INPUT MATERIAL:
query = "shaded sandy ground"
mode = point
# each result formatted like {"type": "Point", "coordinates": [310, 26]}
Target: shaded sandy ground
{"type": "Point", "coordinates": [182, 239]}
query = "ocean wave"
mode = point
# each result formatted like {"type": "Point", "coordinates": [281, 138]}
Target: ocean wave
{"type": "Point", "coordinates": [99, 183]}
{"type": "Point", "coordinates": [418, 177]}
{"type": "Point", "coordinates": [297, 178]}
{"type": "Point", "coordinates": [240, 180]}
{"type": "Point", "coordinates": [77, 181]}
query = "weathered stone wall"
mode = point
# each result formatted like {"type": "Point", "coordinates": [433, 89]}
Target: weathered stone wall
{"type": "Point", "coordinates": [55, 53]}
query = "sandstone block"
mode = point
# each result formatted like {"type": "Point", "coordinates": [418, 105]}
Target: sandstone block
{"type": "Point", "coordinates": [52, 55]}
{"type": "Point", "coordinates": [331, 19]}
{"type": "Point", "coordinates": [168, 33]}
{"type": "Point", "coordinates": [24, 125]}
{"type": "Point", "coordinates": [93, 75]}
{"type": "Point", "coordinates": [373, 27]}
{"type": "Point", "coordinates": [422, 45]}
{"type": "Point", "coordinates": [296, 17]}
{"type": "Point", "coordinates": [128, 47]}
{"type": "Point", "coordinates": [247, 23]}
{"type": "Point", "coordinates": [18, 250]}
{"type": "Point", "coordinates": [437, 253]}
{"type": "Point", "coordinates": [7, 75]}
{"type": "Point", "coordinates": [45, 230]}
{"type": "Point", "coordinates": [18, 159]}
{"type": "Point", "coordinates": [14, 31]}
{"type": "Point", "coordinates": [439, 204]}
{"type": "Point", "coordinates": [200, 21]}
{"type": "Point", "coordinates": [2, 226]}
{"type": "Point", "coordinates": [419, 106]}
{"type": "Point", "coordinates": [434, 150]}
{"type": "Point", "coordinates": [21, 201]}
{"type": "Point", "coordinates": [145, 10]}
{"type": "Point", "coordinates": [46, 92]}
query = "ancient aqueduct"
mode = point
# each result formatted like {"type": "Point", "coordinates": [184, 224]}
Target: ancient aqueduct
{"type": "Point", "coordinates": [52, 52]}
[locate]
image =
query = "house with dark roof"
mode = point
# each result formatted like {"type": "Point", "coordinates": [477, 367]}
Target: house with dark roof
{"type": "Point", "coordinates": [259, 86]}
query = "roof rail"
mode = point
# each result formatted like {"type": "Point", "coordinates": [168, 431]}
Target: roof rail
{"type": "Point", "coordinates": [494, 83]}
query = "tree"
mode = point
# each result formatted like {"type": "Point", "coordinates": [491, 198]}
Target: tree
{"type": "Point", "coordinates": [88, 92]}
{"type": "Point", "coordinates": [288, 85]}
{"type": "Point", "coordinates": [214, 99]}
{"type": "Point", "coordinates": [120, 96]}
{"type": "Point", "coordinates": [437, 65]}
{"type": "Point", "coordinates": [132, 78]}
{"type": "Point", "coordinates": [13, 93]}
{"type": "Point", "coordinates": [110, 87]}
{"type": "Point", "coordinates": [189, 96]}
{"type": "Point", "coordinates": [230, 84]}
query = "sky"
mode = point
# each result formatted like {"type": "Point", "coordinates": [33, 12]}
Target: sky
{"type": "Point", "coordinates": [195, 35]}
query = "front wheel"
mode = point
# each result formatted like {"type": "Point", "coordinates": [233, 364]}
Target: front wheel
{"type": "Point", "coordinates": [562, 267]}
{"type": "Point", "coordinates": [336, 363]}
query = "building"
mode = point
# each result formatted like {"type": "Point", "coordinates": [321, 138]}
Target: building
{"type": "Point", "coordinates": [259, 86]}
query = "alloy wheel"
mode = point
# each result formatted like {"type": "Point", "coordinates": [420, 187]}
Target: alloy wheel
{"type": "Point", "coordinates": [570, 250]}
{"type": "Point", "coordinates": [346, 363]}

WHAT THE TASK REQUIRES:
The listing above should be transcribed in full, exactly as written.

TASK ANSWER:
query = "shaded sandy ground"
mode = point
# each result formatted like {"type": "Point", "coordinates": [310, 26]}
Target: shaded sandy ground
{"type": "Point", "coordinates": [182, 239]}
query = "ocean wave"
mode = point
# each result formatted like {"type": "Point", "coordinates": [281, 138]}
Target: ocean wave
{"type": "Point", "coordinates": [99, 183]}
{"type": "Point", "coordinates": [418, 177]}
{"type": "Point", "coordinates": [297, 178]}
{"type": "Point", "coordinates": [240, 180]}
{"type": "Point", "coordinates": [77, 181]}
query = "weathered stone wall"
mode = point
# each result formatted like {"type": "Point", "coordinates": [433, 89]}
Target: weathered stone wall
{"type": "Point", "coordinates": [55, 53]}
query = "sandstone block"
mode = point
# each result formatted like {"type": "Point", "coordinates": [418, 105]}
Target: sandstone block
{"type": "Point", "coordinates": [52, 55]}
{"type": "Point", "coordinates": [331, 19]}
{"type": "Point", "coordinates": [168, 33]}
{"type": "Point", "coordinates": [24, 125]}
{"type": "Point", "coordinates": [93, 75]}
{"type": "Point", "coordinates": [373, 27]}
{"type": "Point", "coordinates": [422, 45]}
{"type": "Point", "coordinates": [296, 17]}
{"type": "Point", "coordinates": [128, 47]}
{"type": "Point", "coordinates": [247, 23]}
{"type": "Point", "coordinates": [18, 250]}
{"type": "Point", "coordinates": [437, 253]}
{"type": "Point", "coordinates": [7, 75]}
{"type": "Point", "coordinates": [45, 230]}
{"type": "Point", "coordinates": [18, 159]}
{"type": "Point", "coordinates": [14, 31]}
{"type": "Point", "coordinates": [439, 204]}
{"type": "Point", "coordinates": [200, 21]}
{"type": "Point", "coordinates": [2, 226]}
{"type": "Point", "coordinates": [419, 106]}
{"type": "Point", "coordinates": [434, 150]}
{"type": "Point", "coordinates": [21, 201]}
{"type": "Point", "coordinates": [145, 10]}
{"type": "Point", "coordinates": [46, 92]}
query = "ancient aqueduct"
mode = point
# each result formatted like {"type": "Point", "coordinates": [184, 224]}
Target: ancient aqueduct
{"type": "Point", "coordinates": [52, 52]}
[locate]
image =
query = "house with dark roof"
mode = point
# each result formatted like {"type": "Point", "coordinates": [477, 367]}
Target: house with dark roof
{"type": "Point", "coordinates": [259, 86]}
query = "roof rail"
mode = point
# each result formatted like {"type": "Point", "coordinates": [168, 431]}
Target: roof rail
{"type": "Point", "coordinates": [494, 83]}
query = "tree"
mode = point
# each result formatted like {"type": "Point", "coordinates": [491, 198]}
Target: tree
{"type": "Point", "coordinates": [88, 92]}
{"type": "Point", "coordinates": [288, 85]}
{"type": "Point", "coordinates": [214, 99]}
{"type": "Point", "coordinates": [120, 96]}
{"type": "Point", "coordinates": [437, 65]}
{"type": "Point", "coordinates": [132, 78]}
{"type": "Point", "coordinates": [13, 93]}
{"type": "Point", "coordinates": [110, 87]}
{"type": "Point", "coordinates": [189, 96]}
{"type": "Point", "coordinates": [230, 84]}
query = "sky"
mode = point
# each result formatted like {"type": "Point", "coordinates": [33, 12]}
Target: sky
{"type": "Point", "coordinates": [195, 35]}
query = "front wheel"
mode = point
# each result formatted like {"type": "Point", "coordinates": [233, 364]}
Target: front wheel
{"type": "Point", "coordinates": [562, 267]}
{"type": "Point", "coordinates": [336, 363]}
query = "building"
mode = point
# each result formatted like {"type": "Point", "coordinates": [321, 138]}
Target: building
{"type": "Point", "coordinates": [259, 86]}
query = "alloy wheel"
mode = point
# each result formatted like {"type": "Point", "coordinates": [420, 187]}
Target: alloy wheel
{"type": "Point", "coordinates": [570, 250]}
{"type": "Point", "coordinates": [346, 363]}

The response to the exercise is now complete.